Вот я осуществил некую работу. Потом я задаю вопрос: что я делал и как я делал? При этом я выхожу в рефлексивную позицию и могу начать описывать, что я делал. А потом, если у меня есть соответствующий язык и я могу это изобразить, я перехожу во внешнюю позицию и задаю на доске схему - схему объекта, в котором я раньше находился.
И тогда я впервые ставлю себя против объекта. Когда я работаю внутри структуры, эта структура для меня объектом не является, она является условием моего действия. Мы, как правило, не фиксируем и не описываем тех структур социальной деятельности, в которые мы включены. Часто человек даже не знает, что он делает. Для преодоления этого необходим выход в рефлексивную позицию. Эта рефлексивная позиция оформляется потом во внешнее отношение к самому себе, к своему действию и к тому фрагменту социального мира, в котором человек живет. И вот тогда этот фрагмент выступает как объект.
Человеческая деятельность отнюдь не всегда предполагает объект. Когда он просто работает, просто функционирует. Ничего не пытается сделать и ничего не пытается преобразовать. И целей при этом никаких нет.
Все люди бегают без цели. И отсюда различие между поведением и деятельностью.
Цель возникает тогда, когда в отправлении привычного поведения возникает сбой, или нарушение, прокол. Вот тогда я начинаю ставить перед собой цели.
А до этого у меня никаких целей нет. У меня есть реализация привычной нормы поведения.

Деятельностный подход.

Натуралистический и деятельностный подход.
Специфическая черта деятельностного подхода – целевое поведение.
Натуралистический подход.  Вот есть объекты природы, они вне нас лежат. Мы - против них, они - против нас. Мир объектов образует ситуации, и мы эти объекты видим как данные.

» **Порядок выполнения**:
- 1) Ответьте на вопросы по фрагменту о деятельностном подходе:
(a) Что необходимо для преодоления того, что человек часто не знает, что он делает?
(b) Когда возникает цель?
(c) Что названо специфической чертой деятельностного подхода?
- 2) Преобразуйте в таблицу Markdown с колонками «Номер» и «Строка» ту часть записей, которая начинается со строки, содержащей «If you could place a marker on the brown leather leash», и продолжается до конца записей, включая обе границы. Пустые строки не включайте.

» **Материал для обработки**:
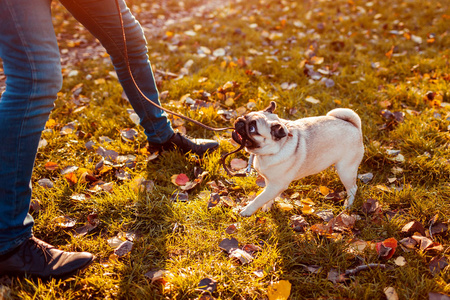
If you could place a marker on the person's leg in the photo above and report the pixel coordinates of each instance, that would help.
(31, 64)
(101, 18)
(30, 58)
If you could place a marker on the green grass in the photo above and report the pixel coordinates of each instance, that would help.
(183, 237)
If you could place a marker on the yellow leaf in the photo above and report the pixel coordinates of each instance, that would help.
(279, 290)
(324, 190)
(390, 52)
(315, 60)
(285, 206)
(71, 178)
(307, 201)
(307, 210)
(51, 166)
(100, 81)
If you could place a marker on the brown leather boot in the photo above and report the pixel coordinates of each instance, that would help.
(39, 259)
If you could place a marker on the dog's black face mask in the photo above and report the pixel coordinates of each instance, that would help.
(243, 131)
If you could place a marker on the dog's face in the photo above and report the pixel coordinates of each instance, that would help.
(260, 132)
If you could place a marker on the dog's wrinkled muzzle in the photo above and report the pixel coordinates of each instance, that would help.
(240, 136)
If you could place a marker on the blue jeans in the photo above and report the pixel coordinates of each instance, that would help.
(31, 62)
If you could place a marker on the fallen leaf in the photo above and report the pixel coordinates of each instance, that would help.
(51, 166)
(316, 60)
(129, 134)
(439, 228)
(371, 206)
(386, 248)
(229, 244)
(423, 242)
(321, 229)
(156, 275)
(400, 261)
(437, 296)
(285, 206)
(179, 179)
(243, 256)
(437, 264)
(115, 242)
(298, 223)
(260, 181)
(314, 269)
(45, 183)
(238, 164)
(279, 290)
(35, 205)
(65, 221)
(207, 284)
(412, 227)
(357, 246)
(335, 277)
(71, 178)
(231, 229)
(408, 243)
(259, 273)
(213, 200)
(324, 190)
(366, 178)
(312, 100)
(390, 293)
(179, 196)
(325, 215)
(123, 248)
(307, 210)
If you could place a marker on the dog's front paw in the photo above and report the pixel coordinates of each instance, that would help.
(247, 211)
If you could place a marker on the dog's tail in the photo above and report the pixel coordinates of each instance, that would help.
(346, 114)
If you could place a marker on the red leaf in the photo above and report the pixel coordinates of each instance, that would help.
(180, 179)
(386, 248)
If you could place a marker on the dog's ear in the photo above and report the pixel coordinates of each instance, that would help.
(271, 108)
(278, 131)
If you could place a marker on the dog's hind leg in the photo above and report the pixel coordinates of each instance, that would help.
(348, 173)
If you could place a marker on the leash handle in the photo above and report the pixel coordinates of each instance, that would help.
(142, 94)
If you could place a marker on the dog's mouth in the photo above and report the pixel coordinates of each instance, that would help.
(240, 135)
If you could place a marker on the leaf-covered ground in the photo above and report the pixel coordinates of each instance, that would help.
(166, 226)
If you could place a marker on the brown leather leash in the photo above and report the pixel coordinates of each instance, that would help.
(142, 94)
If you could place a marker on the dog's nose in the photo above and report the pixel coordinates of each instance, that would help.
(239, 125)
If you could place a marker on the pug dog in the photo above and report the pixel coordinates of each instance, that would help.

» **Решения заданий**:
- 1)
(a) Выход в рефлексивную позицию.
(b) Когда в отправлении привычного поведения возникает сбой, или нарушение, прокол.
(c) Целевое поведение.

- 2)
| Номер | Строка |
|---|---|
| 1 | If you could place a marker on the brown leather leash in the photo above and report the pixel coordinates of each instance, that would help. |
| 2 | (142, 94) |
| 3 | If you could place a marker on the dog's nose in the photo above and report the pixel coordinates of each instance, that would help. |
| 4 | (239, 125) |
| 5 | If you could place a marker on the pug dog in the photo above and report the pixel coordinates of each instance, that would help. |